───── Dataset entries ─────
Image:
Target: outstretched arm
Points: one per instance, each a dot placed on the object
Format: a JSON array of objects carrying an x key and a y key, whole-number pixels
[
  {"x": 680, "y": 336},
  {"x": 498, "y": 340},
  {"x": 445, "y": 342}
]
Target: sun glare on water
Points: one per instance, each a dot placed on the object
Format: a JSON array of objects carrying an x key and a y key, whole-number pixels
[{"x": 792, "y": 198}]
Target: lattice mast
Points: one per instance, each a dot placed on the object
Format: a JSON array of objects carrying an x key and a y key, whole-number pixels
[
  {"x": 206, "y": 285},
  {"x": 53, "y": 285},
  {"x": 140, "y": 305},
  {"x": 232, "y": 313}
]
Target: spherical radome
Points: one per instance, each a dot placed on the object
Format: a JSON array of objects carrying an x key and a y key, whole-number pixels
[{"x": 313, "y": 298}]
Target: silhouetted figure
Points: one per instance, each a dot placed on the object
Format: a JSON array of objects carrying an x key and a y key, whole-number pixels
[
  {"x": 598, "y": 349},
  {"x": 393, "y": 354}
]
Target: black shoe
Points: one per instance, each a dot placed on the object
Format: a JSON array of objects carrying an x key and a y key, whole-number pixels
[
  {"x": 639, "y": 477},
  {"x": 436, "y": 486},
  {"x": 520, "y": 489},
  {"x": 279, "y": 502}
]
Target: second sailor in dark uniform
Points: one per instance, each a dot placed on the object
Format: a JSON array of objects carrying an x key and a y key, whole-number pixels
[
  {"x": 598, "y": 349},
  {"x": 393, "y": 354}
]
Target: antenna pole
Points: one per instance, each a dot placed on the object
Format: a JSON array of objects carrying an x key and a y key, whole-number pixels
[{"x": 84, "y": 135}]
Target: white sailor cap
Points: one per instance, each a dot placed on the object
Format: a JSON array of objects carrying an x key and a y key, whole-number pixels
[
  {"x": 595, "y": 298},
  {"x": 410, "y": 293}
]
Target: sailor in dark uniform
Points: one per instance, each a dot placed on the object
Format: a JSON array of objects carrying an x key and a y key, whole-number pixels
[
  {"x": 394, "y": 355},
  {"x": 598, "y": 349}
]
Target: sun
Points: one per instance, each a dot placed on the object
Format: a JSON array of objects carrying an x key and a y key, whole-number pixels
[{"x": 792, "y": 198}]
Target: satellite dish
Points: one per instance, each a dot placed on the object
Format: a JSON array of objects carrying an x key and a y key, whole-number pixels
─────
Exercise brief:
Rewrite every line of the data above as a numbered list, omitting any blank lines.

Task solution:
1. Image:
2. Target: outstretched arm
3. Points: one per instance, each a dot placed on the object
4. Format: a JSON array of objects carrying an x key and a y key, whole-number pixels
5. [
6.   {"x": 680, "y": 336},
7.   {"x": 498, "y": 340},
8.   {"x": 445, "y": 342}
9. ]
10. Target: sun glare on water
11. Points: one per instance, each a dot placed on the object
12. Format: a JSON array of objects carrying an x key and a y key, whole-number pixels
13. [{"x": 792, "y": 198}]
14. Target: lattice mast
15. Points: one per instance, each a dot placed on the object
16. Format: a JSON array of objects carrying an x key and a y key, whole-number pixels
17. [
18.   {"x": 206, "y": 285},
19.   {"x": 53, "y": 285},
20.   {"x": 140, "y": 305},
21.   {"x": 232, "y": 313}
22. ]
23. Target: spherical radome
24. Points: one per instance, each a dot placed on the object
25. Format: a JSON array of objects carrying an x key and a y key, whole-number pixels
26. [{"x": 313, "y": 298}]
27. Target: silhouetted figure
28. Points: one per instance, each a dot placed on the object
29. Format: a JSON array of objects carrying an x key and a y key, whole-number pixels
30. [
31.   {"x": 598, "y": 349},
32.   {"x": 393, "y": 354}
33. ]
34. Target: black shoe
35. Points: one per instance, each a dot placed on the object
36. Format: a JSON array of objects carrying an x key and a y key, whole-number pixels
37. [
38.   {"x": 639, "y": 477},
39.   {"x": 436, "y": 486},
40.   {"x": 520, "y": 489},
41.   {"x": 279, "y": 502}
42. ]
43. Target: second sailor in dark uniform
44. Points: one per instance, each a dot placed on the object
45. Format: a JSON array of objects carrying an x key and a y key, whole-number pixels
46. [
47.   {"x": 598, "y": 349},
48.   {"x": 393, "y": 354}
49. ]
50. Target: antenna pole
51. Points: one per instance, each a dot placed on the object
52. Format: a JSON array of objects carrying an x key and a y key, whole-number pixels
53. [{"x": 84, "y": 135}]
54. Target: white sailor cap
55. Points: one per instance, each a dot placed on the object
56. Format: a JSON array of objects carrying an x key and a y key, whole-number pixels
57. [
58.   {"x": 595, "y": 298},
59.   {"x": 410, "y": 293}
60. ]
61. Target: sailor in dark uniform
62. Points: one per instance, each a dot placed on the object
63. Format: a JSON array of objects carrying an x key and a y key, whole-number pixels
64. [
65.   {"x": 394, "y": 355},
66.   {"x": 598, "y": 349}
67. ]
68. Target: sun
69. Points: one per instance, each a dot placed on the object
70. Format: a JSON array of objects carrying an x key and a y key, whole-number pixels
71. [{"x": 792, "y": 198}]
72. Target: satellite dish
73. Points: one per instance, each a dot placed on the object
74. Format: a JSON array of objects carrying an x key and a y key, whole-number pixels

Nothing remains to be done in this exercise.